- _Data shown_

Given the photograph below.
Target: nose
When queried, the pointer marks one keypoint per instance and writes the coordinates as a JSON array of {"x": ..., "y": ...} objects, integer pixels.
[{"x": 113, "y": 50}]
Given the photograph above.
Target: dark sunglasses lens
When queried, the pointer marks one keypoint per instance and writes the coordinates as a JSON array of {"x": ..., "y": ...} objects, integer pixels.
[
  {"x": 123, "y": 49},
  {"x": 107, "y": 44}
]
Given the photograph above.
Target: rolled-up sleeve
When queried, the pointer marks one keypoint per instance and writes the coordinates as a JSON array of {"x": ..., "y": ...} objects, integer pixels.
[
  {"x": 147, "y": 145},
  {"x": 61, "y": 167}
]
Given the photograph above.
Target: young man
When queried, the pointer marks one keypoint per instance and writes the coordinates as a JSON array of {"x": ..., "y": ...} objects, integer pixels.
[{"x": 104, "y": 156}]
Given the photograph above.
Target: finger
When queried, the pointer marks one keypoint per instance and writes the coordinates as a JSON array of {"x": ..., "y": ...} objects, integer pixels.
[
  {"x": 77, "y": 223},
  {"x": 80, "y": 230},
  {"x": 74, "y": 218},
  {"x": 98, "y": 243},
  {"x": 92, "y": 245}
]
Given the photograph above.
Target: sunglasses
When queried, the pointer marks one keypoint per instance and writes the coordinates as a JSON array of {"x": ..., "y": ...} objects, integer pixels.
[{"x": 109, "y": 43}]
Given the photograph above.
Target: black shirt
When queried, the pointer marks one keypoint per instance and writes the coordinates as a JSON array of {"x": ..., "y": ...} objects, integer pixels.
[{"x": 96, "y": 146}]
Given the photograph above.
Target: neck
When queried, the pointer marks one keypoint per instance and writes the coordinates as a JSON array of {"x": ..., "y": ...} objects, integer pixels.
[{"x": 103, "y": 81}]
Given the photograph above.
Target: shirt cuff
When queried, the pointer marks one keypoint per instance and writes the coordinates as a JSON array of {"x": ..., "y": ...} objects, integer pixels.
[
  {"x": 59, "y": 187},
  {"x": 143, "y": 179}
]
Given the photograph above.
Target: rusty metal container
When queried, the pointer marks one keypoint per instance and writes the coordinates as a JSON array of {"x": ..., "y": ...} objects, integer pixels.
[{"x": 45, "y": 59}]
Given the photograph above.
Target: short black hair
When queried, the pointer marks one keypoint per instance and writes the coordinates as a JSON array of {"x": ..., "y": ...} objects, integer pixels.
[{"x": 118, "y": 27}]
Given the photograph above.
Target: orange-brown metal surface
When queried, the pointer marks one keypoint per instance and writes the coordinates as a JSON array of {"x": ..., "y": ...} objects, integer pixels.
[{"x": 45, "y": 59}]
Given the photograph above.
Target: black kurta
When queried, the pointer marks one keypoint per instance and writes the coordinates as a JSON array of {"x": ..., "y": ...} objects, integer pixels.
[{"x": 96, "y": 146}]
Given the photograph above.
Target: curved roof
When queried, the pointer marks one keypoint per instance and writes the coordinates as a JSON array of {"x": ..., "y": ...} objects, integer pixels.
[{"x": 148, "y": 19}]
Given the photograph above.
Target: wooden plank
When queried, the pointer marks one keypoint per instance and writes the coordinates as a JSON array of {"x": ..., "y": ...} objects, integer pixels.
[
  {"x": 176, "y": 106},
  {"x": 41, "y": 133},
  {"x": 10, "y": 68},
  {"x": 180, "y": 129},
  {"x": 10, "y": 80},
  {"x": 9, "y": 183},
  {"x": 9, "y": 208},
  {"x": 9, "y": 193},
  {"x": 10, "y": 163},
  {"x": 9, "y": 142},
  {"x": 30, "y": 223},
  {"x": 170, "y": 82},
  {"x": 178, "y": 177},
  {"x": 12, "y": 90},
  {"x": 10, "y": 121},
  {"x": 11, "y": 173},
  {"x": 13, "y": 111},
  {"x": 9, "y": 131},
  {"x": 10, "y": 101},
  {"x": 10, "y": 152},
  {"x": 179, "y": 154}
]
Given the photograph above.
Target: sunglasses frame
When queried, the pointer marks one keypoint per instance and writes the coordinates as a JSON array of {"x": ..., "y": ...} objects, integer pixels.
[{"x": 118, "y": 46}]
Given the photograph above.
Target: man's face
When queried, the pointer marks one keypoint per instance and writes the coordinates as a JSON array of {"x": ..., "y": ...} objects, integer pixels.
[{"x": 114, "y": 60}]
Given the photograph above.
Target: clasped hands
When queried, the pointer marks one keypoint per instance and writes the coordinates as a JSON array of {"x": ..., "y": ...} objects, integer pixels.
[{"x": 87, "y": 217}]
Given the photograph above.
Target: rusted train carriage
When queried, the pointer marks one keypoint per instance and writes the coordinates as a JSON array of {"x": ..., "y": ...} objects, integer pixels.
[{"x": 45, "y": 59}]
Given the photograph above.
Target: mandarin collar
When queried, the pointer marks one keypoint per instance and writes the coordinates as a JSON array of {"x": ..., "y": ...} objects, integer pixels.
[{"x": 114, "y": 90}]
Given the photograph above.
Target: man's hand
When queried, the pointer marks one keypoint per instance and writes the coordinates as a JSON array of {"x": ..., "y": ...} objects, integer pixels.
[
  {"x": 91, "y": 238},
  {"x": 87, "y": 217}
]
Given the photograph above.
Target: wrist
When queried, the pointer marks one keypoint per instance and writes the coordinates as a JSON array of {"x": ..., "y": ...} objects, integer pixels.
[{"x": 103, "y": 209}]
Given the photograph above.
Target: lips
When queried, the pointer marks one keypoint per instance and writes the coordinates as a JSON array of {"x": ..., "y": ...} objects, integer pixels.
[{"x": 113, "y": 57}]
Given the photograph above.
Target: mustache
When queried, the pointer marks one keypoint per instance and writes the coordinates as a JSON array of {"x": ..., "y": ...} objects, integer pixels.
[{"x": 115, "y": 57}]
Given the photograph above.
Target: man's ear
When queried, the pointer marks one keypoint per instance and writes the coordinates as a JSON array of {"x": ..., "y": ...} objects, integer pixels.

- _Short problem_
Count the lines in the material above that contain the string "shirt", with case counting, and reply with only that number.

- _Exercise output_
2